**Exercise aim**
Starting at the beginning of the data below and ending with the line that contains "<point>1262,496</point>", recast those lines as a numbered list, skipping blank lines and omitting the pictures.

**Source data**
──────────────────────────────

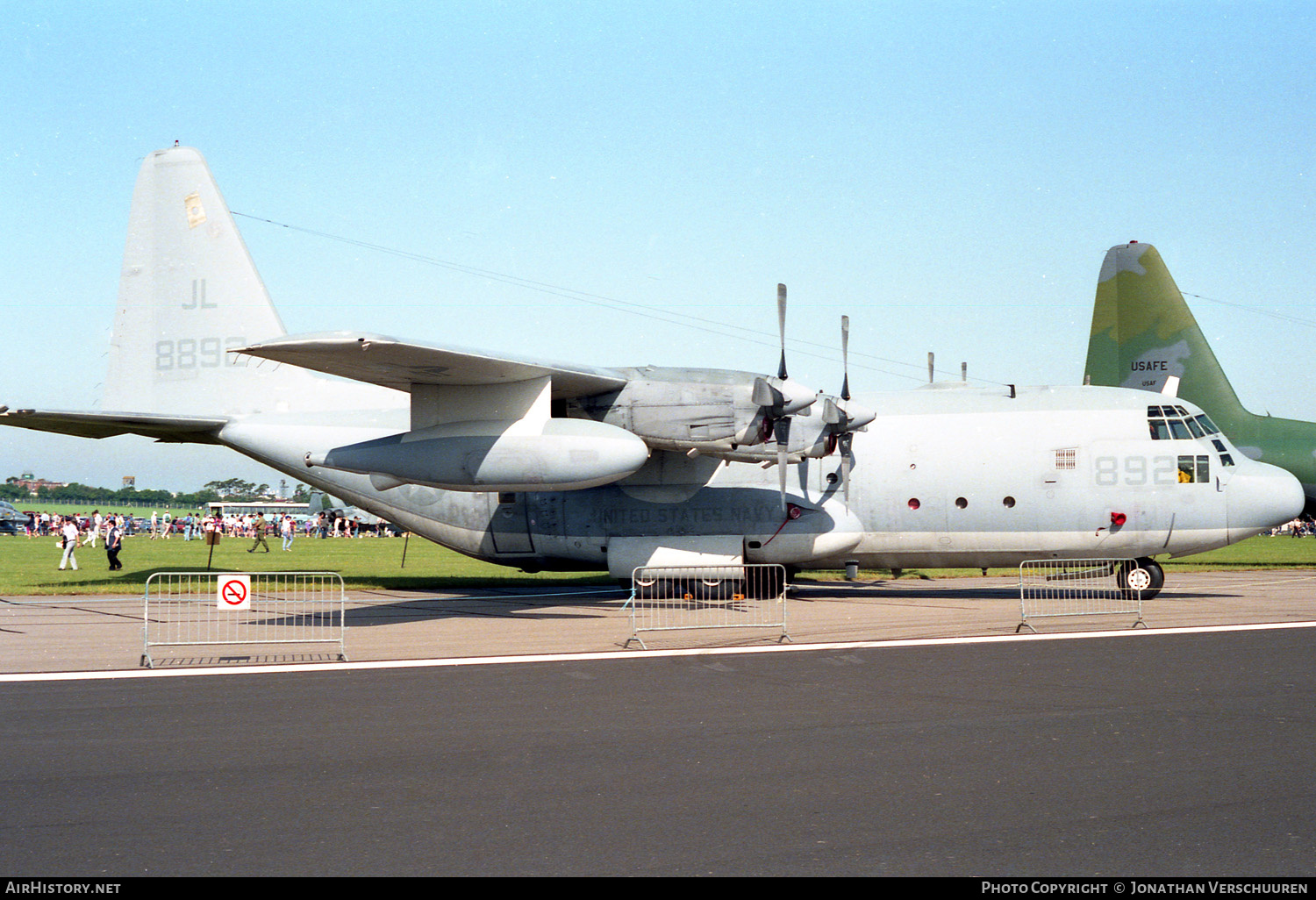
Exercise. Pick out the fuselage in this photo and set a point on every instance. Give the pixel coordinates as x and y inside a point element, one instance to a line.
<point>944,476</point>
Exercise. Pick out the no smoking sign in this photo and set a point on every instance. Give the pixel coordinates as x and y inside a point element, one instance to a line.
<point>233,592</point>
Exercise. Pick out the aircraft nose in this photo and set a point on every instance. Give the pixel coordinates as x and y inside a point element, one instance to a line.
<point>1262,496</point>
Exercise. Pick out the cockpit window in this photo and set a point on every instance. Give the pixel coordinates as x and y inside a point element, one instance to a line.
<point>1178,424</point>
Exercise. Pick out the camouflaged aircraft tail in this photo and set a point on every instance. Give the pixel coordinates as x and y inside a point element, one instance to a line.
<point>1144,336</point>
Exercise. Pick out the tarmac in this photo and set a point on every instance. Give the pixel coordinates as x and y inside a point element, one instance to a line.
<point>100,633</point>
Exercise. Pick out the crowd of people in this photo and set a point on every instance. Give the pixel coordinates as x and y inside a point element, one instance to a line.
<point>82,531</point>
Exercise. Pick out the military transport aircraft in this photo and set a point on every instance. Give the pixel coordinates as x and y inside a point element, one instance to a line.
<point>1145,337</point>
<point>554,466</point>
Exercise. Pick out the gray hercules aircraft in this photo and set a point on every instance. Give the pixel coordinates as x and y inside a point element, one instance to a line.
<point>558,466</point>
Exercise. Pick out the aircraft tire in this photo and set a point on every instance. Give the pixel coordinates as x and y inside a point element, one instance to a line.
<point>1144,578</point>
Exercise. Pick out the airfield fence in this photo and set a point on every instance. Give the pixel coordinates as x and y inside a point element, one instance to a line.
<point>1076,587</point>
<point>279,608</point>
<point>703,597</point>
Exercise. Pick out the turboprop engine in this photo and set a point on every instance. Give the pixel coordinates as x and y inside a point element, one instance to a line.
<point>553,454</point>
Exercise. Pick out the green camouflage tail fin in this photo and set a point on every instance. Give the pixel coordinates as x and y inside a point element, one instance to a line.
<point>1144,336</point>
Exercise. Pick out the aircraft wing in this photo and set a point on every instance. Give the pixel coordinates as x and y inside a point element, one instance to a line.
<point>397,365</point>
<point>173,429</point>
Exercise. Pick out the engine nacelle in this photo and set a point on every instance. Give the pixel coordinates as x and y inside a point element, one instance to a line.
<point>558,454</point>
<point>697,410</point>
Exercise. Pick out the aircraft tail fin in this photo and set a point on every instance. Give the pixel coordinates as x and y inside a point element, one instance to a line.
<point>1144,336</point>
<point>189,292</point>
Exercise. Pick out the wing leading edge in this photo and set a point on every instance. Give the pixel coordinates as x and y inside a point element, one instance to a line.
<point>399,365</point>
<point>170,429</point>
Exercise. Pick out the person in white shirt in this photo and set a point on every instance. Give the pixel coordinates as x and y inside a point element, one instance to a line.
<point>70,532</point>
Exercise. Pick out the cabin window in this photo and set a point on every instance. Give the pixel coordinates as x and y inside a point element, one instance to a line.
<point>1194,470</point>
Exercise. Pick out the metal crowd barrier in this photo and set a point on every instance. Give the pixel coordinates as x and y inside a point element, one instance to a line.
<point>1076,587</point>
<point>242,608</point>
<point>699,597</point>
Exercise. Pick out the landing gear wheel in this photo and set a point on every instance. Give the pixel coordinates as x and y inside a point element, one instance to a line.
<point>1144,578</point>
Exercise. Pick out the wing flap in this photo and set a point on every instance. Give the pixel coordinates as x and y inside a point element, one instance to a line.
<point>174,429</point>
<point>399,365</point>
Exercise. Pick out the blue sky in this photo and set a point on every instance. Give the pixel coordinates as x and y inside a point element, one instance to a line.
<point>947,174</point>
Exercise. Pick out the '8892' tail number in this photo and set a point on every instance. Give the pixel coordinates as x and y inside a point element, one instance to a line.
<point>197,353</point>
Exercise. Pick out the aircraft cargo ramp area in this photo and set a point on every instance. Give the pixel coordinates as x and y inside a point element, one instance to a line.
<point>92,633</point>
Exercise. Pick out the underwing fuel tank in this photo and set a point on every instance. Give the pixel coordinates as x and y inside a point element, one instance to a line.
<point>557,454</point>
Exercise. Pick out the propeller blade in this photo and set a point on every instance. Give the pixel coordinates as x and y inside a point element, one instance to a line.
<point>845,466</point>
<point>781,325</point>
<point>845,357</point>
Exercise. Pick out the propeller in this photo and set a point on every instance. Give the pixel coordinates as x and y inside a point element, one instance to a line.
<point>844,418</point>
<point>781,399</point>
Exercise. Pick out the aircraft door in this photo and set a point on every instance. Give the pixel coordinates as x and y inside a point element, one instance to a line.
<point>508,523</point>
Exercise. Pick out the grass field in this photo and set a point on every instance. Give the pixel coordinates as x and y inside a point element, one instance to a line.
<point>31,566</point>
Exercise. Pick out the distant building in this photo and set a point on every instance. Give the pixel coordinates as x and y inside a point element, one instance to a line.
<point>33,484</point>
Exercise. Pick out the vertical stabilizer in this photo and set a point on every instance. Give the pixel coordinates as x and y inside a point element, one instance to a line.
<point>1144,334</point>
<point>189,292</point>
<point>1145,337</point>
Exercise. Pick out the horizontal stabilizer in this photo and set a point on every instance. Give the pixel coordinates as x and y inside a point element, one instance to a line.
<point>399,365</point>
<point>174,429</point>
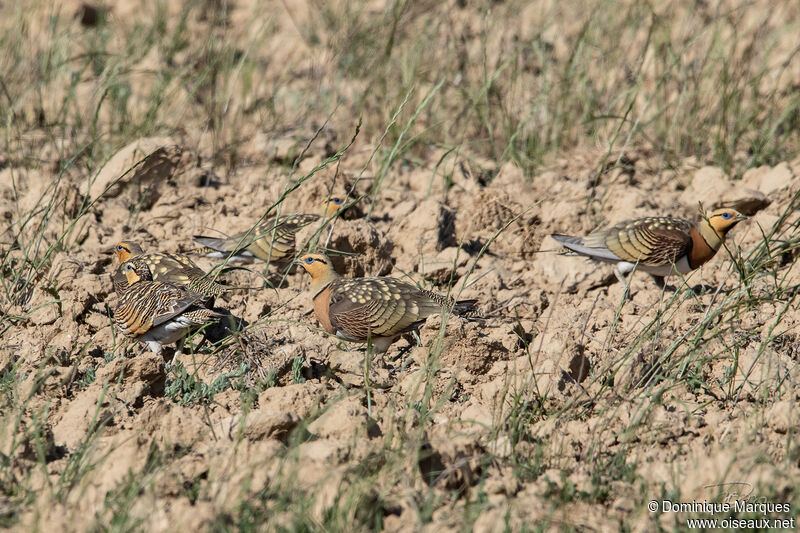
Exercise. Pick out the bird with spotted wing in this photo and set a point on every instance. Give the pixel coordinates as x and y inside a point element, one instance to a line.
<point>173,268</point>
<point>271,240</point>
<point>158,313</point>
<point>377,310</point>
<point>660,246</point>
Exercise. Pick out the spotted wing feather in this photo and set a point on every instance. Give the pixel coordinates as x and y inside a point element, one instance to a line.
<point>650,241</point>
<point>177,269</point>
<point>147,304</point>
<point>380,307</point>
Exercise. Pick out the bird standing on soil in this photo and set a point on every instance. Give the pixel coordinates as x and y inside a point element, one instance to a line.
<point>372,309</point>
<point>659,246</point>
<point>159,313</point>
<point>271,240</point>
<point>176,269</point>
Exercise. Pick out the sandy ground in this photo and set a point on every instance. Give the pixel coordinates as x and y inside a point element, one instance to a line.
<point>557,335</point>
<point>568,406</point>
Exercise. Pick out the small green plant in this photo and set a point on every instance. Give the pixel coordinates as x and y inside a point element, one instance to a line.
<point>185,389</point>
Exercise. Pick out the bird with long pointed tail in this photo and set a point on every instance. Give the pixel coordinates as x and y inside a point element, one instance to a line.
<point>376,310</point>
<point>158,313</point>
<point>271,240</point>
<point>660,246</point>
<point>173,268</point>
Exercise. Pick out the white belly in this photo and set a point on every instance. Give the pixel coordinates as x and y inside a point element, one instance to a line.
<point>682,267</point>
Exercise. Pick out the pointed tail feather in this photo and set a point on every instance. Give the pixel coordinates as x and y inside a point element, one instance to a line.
<point>577,246</point>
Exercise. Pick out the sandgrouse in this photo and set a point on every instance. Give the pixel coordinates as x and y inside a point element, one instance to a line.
<point>659,246</point>
<point>173,268</point>
<point>271,240</point>
<point>376,309</point>
<point>159,313</point>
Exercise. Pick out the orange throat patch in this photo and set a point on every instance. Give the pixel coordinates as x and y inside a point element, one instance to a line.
<point>701,252</point>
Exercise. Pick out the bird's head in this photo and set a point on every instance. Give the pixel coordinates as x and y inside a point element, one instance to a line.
<point>334,203</point>
<point>319,267</point>
<point>135,272</point>
<point>124,250</point>
<point>723,220</point>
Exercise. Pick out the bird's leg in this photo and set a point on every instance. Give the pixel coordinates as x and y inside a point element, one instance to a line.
<point>178,349</point>
<point>626,282</point>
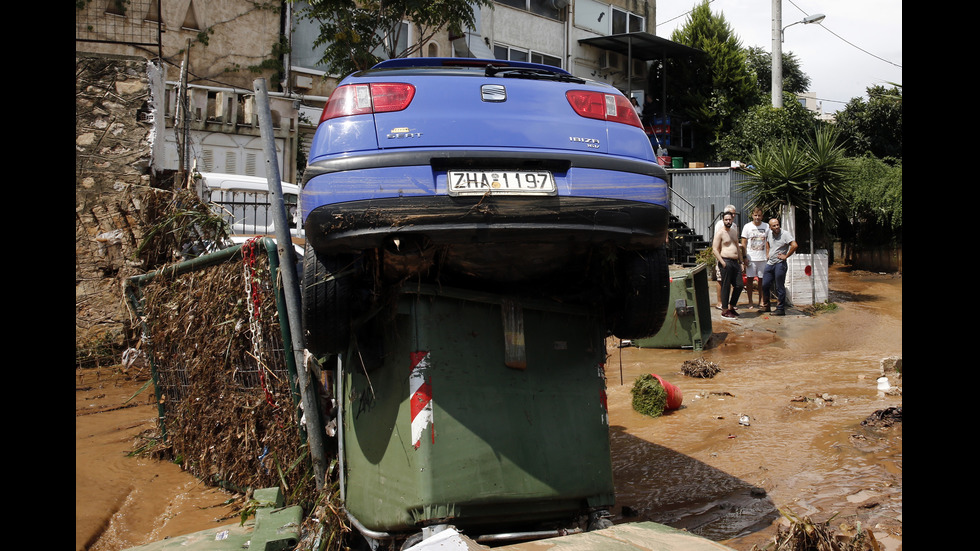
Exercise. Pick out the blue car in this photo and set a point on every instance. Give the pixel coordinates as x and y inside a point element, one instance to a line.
<point>479,173</point>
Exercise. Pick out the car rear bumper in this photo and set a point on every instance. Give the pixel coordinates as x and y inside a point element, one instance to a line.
<point>354,202</point>
<point>443,220</point>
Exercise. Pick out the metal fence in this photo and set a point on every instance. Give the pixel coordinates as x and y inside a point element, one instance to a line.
<point>133,22</point>
<point>250,212</point>
<point>223,371</point>
<point>699,196</point>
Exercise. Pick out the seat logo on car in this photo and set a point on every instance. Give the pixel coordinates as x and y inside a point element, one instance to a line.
<point>493,92</point>
<point>402,132</point>
<point>589,142</point>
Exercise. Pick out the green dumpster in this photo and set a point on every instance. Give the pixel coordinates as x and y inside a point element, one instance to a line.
<point>485,413</point>
<point>688,322</point>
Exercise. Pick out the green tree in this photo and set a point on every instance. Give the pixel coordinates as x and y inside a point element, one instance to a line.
<point>795,81</point>
<point>873,214</point>
<point>811,176</point>
<point>764,125</point>
<point>358,34</point>
<point>711,92</point>
<point>873,127</point>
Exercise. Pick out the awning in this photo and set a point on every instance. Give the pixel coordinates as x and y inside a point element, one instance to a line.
<point>645,46</point>
<point>641,45</point>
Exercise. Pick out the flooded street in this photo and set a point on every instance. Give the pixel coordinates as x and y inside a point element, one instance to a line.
<point>805,383</point>
<point>802,384</point>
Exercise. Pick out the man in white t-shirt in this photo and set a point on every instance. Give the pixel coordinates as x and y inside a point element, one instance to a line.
<point>754,235</point>
<point>780,246</point>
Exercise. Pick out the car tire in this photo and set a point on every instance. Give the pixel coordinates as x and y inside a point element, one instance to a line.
<point>639,305</point>
<point>330,291</point>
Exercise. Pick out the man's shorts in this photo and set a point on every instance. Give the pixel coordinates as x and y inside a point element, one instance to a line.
<point>755,268</point>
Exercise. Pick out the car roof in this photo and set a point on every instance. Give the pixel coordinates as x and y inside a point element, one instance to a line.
<point>222,180</point>
<point>462,62</point>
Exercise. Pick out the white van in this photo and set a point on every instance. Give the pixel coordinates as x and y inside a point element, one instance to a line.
<point>244,202</point>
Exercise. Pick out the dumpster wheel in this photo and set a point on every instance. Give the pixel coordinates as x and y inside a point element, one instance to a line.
<point>333,294</point>
<point>639,305</point>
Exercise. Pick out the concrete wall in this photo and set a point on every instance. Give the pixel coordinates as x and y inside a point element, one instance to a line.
<point>113,143</point>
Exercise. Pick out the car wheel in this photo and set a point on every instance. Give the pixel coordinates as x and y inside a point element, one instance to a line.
<point>639,306</point>
<point>330,291</point>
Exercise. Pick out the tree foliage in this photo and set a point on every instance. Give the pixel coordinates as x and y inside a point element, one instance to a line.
<point>812,174</point>
<point>764,125</point>
<point>873,214</point>
<point>714,91</point>
<point>795,81</point>
<point>358,34</point>
<point>873,127</point>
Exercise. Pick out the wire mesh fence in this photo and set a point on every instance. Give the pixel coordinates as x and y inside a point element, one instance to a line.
<point>223,369</point>
<point>135,22</point>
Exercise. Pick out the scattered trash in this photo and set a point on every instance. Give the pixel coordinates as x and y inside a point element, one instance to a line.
<point>652,395</point>
<point>884,418</point>
<point>700,368</point>
<point>803,534</point>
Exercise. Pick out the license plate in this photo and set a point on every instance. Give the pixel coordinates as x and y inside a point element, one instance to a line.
<point>501,182</point>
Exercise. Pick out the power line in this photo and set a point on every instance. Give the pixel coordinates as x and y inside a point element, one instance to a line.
<point>844,40</point>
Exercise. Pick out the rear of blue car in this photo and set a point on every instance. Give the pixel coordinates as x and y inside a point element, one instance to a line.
<point>503,176</point>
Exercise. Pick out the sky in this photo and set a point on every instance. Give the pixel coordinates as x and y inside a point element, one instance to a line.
<point>858,45</point>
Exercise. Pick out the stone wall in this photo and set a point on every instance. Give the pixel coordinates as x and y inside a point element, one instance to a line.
<point>113,142</point>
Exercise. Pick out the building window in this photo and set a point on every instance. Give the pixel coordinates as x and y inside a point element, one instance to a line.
<point>544,8</point>
<point>519,54</point>
<point>626,22</point>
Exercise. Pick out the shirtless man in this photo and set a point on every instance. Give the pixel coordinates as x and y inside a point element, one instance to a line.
<point>727,251</point>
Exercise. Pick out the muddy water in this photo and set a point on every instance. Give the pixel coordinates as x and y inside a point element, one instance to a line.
<point>804,383</point>
<point>121,501</point>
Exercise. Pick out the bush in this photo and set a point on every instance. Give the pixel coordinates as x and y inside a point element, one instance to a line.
<point>649,396</point>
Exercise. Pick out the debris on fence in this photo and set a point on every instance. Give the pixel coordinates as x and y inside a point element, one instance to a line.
<point>700,368</point>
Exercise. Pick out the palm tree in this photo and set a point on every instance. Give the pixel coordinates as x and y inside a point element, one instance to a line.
<point>808,176</point>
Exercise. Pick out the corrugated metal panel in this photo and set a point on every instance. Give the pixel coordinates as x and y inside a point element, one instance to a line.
<point>700,196</point>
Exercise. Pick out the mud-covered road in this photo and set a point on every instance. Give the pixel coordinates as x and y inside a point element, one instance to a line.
<point>779,428</point>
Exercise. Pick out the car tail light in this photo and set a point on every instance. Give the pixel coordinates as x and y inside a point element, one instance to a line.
<point>604,107</point>
<point>360,99</point>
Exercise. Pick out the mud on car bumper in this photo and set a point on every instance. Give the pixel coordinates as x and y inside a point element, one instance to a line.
<point>443,220</point>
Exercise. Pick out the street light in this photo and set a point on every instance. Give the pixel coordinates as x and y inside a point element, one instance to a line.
<point>777,47</point>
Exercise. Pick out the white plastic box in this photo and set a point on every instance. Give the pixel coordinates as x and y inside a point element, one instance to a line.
<point>803,289</point>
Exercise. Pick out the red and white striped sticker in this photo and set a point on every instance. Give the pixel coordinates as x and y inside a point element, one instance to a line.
<point>420,396</point>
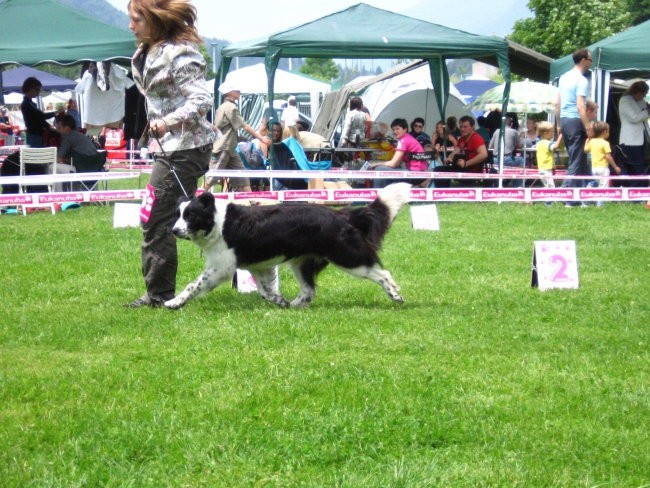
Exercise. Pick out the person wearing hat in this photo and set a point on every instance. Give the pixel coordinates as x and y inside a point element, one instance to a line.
<point>229,120</point>
<point>5,125</point>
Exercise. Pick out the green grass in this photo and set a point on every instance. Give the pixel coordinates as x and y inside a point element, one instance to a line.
<point>477,380</point>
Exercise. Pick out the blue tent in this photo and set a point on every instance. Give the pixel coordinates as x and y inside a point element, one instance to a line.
<point>12,80</point>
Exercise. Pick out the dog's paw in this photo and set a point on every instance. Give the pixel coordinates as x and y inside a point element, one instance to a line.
<point>173,304</point>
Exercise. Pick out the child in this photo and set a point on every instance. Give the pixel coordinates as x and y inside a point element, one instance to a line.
<point>544,152</point>
<point>601,154</point>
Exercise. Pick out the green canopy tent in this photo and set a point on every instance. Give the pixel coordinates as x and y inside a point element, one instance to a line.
<point>625,55</point>
<point>45,31</point>
<point>366,32</point>
<point>40,31</point>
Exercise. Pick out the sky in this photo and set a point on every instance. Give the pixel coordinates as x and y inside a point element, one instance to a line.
<point>259,18</point>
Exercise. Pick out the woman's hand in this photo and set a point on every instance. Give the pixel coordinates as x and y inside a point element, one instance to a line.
<point>158,128</point>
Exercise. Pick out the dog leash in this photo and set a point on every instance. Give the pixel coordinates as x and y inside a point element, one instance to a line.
<point>167,160</point>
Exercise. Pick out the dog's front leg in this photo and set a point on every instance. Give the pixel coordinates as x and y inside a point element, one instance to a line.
<point>268,286</point>
<point>206,281</point>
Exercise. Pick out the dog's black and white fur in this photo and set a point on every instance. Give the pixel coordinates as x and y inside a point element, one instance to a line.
<point>305,236</point>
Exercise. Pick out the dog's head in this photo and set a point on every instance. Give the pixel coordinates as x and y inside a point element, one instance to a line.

──────────────────────────────

**The completed task**
1. Exercise. Pick out the fuselage in this photo and set a point on every instance. Give the pixel coordinates as x and y inside a point element, one instance to a line.
2. <point>944,476</point>
3. Exercise. Pick out the no smoking sign in this photo and set a point on every instance. Give the pixel coordinates as x and y inside a point element, one instance to a line.
4. <point>233,592</point>
5. Exercise. Pick out the aircraft nose in this photo and set a point on every instance. Give the pixel coordinates as x and y inside a point element, one instance to a line.
6. <point>1262,496</point>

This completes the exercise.